SOURCE DATA section start
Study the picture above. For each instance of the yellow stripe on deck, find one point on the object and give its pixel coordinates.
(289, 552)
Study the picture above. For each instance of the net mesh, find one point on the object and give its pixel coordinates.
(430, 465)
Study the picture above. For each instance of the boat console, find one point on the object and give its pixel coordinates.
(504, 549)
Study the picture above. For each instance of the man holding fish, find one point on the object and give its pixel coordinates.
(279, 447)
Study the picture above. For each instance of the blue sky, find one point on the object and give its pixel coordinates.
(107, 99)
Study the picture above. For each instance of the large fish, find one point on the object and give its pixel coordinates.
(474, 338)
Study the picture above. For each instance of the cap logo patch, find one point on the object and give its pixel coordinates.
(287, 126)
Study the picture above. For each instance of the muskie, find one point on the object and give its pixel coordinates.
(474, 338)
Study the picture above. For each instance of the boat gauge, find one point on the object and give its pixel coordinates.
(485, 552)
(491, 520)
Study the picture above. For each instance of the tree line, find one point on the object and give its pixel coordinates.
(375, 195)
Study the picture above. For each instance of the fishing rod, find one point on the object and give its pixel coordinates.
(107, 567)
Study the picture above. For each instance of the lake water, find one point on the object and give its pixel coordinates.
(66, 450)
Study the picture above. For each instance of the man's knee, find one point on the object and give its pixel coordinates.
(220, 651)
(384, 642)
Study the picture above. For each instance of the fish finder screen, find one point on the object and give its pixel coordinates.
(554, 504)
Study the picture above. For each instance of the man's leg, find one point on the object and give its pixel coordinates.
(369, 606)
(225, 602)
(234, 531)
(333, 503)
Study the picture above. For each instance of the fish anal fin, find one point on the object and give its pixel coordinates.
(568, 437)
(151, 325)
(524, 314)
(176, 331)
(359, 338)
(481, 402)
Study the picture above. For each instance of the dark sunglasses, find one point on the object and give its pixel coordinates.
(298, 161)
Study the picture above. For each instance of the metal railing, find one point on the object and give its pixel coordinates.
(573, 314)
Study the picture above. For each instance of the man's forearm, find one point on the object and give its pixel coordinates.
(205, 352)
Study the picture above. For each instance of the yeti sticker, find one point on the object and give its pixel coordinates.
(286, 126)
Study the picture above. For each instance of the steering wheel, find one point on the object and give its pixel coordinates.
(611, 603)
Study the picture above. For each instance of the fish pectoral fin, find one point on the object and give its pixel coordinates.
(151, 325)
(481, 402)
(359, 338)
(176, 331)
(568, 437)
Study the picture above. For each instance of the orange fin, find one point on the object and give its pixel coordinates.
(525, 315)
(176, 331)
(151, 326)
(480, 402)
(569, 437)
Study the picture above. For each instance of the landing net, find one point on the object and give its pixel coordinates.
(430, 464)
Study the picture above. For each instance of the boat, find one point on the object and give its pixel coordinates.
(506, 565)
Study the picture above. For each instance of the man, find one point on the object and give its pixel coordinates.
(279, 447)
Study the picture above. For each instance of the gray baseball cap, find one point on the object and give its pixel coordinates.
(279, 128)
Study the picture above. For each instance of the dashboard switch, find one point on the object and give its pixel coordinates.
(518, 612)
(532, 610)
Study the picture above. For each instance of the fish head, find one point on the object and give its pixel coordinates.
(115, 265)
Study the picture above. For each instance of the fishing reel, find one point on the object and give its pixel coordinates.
SOURCE DATA section end
### PROBLEM
Output the records above exactly as written.

### ANSWER BELOW
Study the picture above. For each instance of the yellow stripe on deck, find one point on the object and give its pixel coordinates.
(289, 552)
Study the picture above. For each instance of the net mesh, find one point on the object and give its pixel coordinates.
(430, 465)
Study the picture above. For each instance of the boat console, find one point on the object and give its pixel coordinates.
(504, 549)
Study the picture above. For each instance of the man holding fish, find one point on the object and give its pixel coordinates.
(279, 447)
Study the picture above. For each instance of the blue sky, find one point on the object and give its pixel coordinates.
(107, 99)
Study the picture above. For each instance of the large fish, find one point on the object and give its pixel coordinates.
(474, 338)
Study the picture above. For each instance of the cap logo patch, find one point on the object and give its pixel coordinates.
(287, 126)
Study the picture above. For each instance of the muskie, find one point on the object and give its pixel coordinates.
(474, 338)
Study the picture above. For each instance of the boat gauge, find one point on the object and give its pixel coordinates.
(485, 552)
(491, 520)
Study the picture above. For each instance of the tree line, find one point on the object and give its pixel coordinates.
(375, 195)
Study the picture above. For each instance of the fishing rod, find one point on the object and give its pixel coordinates.
(107, 567)
Study the picture above. For each instance of the lake water, find one point on the object and give its pixel coordinates.
(66, 450)
Study the picture above. For each instance of the man's knee, find one point on the object and give its pixel coordinates.
(220, 651)
(384, 642)
Study the picture above. For each instance of the fish finder screen, find one point on the object and give its pixel coordinates.
(554, 504)
Study the picture above. For each instance of the man's leg, find one point on the object and give its pixel coordinates.
(369, 606)
(225, 602)
(234, 531)
(333, 503)
Study the picture above. For each instance of the fish anal fin, find one point on the object and give its pixel coordinates.
(568, 437)
(151, 325)
(524, 314)
(176, 331)
(359, 338)
(481, 402)
Study the picture above. For each instance of the dark sunglasses, find one point on the object and give its pixel coordinates.
(298, 161)
Study the picture above. For each instance of the metal railing, find one point on the object and give its pixel coordinates.
(573, 314)
Study the picture above. For each instance of the man's forearm, find one point on the object and give its pixel coordinates.
(205, 352)
Study the picture above. For each instance of the yeti sticker, find one point on the object and give its pixel coordinates.
(286, 126)
Study the picture above. For each instance of the steering wheel, find one point on the object and give its pixel coordinates.
(611, 603)
Study the picture above. For each instance of the fish pectoral fin, find one point on the object and give its pixel coordinates.
(151, 325)
(481, 402)
(359, 338)
(176, 331)
(568, 437)
Study the picture above. For each instance of the orange fin, find one point on the object and give its pixel coordinates.
(525, 315)
(176, 331)
(151, 326)
(480, 402)
(569, 437)
Study the picture above. For each instance of the landing net, find one point on the object and give its pixel coordinates.
(430, 464)
Study the picture above. For each instance of the boat, find one point on the object and give its pixel coordinates.
(506, 565)
Study the picture above. For each instance of the man, find one point on the object and give its pixel coordinates.
(279, 447)
Study the picture above. For each instance of the gray baseball cap, find one point on the object and give its pixel coordinates.
(279, 128)
Study the picture above. For each instance of the dashboard switch, find one point on the object and give its pixel coordinates.
(518, 612)
(532, 610)
Study the picture above. For each instance of the fish head, find one point on the object and give its pixel coordinates.
(115, 265)
Study the picture above. For each instance of the fishing reel, find one point on the object and give its pixel coordinates.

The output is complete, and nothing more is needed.